-- start Text section --
I left my boulder at last, though it would have been good to remain there till night, and wandered along the bluffs to the Point. Here it was apparent at once that the wind had shifted. For the first time I caught sight of lofty mountains in the northeast; the Great Smokies, I was told, and could well believe it. I sat down straightway and looked at them, and had I known how things would turn, I would have looked at them longer; for in all my three weeks' sojourn in Chattanooga, that was the only half-day in which the atmosphere was even approximately clear. It was unfortunate, but I consoled myself with the charm of the foreground,—a charm at once softened and heightened, with something of the magic of distance, by the very conditions that veiled the horizon and drew it closer about us.

It is truly a beautiful world that we see from Lookout Point: the city and its suburbs; the river with its broad meanderings, and, directly at our feet, its great Moccasin Bend; the near mountains,—Raccoon and Sand mountains beyond Lookout Valley, and Walden's Ridge across the river; and everywhere in the distance hills and high mountains, range beyond range, culminating in the Cumberland Mountains in one direction, and the Great Smokies in another. And as we look at the fair picture we think of what was done here,—of historic persons and historic deeds. At the foot of the cliffs on which we stand is White House plateau, the battlefield of Lookout Mountain. Chattanooga itself is spread out before us, with Orchard Knob, Cameron Hill, and the national cemetery. Yonder stretches the long line of Missionary Ridge, and farther south, recognizable by at least one of the government towers, is the battlefield of Chickamauga. Here, if anywhere, we may see places that war has made sacred.

The feeling of all this is better enjoyed after one has grown oblivious to the things which at first do so much to cheapen the mountain,—the hotels, the photographers' shanties, the placards, the hurrying tourists, and the general air of a place given over to showmen. Much of this seeming desecration is unavoidable, perhaps; at all events, it is the part of wisdom to overlook it, as, fortunately, by the time of my third visit I was pretty well able to do. If that proves impossible, if the visitor is of too sensitive a temperament,—to call his weakness by no worse a name,—he can at least betake himself to the woods, and out of them see enough, as I did from my boulder, to repay him for all his trouble.
-- end Text section --
-- start Recorded information --
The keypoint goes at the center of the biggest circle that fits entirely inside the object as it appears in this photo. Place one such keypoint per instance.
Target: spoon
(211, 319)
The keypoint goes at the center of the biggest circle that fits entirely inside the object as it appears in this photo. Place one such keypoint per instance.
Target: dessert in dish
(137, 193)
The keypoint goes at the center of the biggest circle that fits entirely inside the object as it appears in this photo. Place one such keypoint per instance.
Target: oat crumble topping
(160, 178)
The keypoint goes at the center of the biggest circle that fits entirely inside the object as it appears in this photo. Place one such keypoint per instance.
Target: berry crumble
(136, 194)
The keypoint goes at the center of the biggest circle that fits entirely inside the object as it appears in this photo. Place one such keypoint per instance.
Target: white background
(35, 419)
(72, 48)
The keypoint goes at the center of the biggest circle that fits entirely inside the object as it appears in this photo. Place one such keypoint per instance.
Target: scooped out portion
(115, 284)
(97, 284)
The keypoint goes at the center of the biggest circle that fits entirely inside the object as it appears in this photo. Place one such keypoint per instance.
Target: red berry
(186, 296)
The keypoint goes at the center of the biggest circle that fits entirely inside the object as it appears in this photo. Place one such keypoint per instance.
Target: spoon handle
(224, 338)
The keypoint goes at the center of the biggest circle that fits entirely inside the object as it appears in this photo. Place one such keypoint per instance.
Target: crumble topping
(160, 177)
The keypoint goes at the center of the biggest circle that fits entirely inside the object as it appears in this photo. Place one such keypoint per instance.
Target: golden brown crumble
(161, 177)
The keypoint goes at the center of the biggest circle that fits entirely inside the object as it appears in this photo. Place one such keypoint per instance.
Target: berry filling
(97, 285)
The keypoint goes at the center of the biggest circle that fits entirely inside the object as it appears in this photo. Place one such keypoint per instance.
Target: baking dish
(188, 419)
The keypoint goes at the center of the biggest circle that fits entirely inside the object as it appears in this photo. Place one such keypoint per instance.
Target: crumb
-- end Recorded information --
§ Required task 1: How many lines in the entries contain the word "crumble"? Reply with the number alone.
§ Required task 2: Extend the Lookout Mountain passage with new sentences that pick up after its last one.

§ Written reply 1: 4

§ Written reply 2:
The battlefield, as has been said, lies at the base of the perpendicular cliffs which make the bold northern tip of the mountain,—Lookout Point. I must walk over it, though there is little to see, and after a final look at the magnificent panorama I descended the steps to the head of the "incline," or, as I should say, the cable road. The car dropped me at a sentry-box marked "Columbus" (it was easy to guess in what year it had been named), and thence I strolled across the plateau,—so called in the narratives of the battle, though it is far from level,—past the Craven house and Cloud Fort, to the western slope looking down into Lookout Valley, out of which the Union forces marched to the assault. The place was peaceful enough on that pleasant May afternoon. The air was full of music, and just below me were apple and peach orchards and a vineyard.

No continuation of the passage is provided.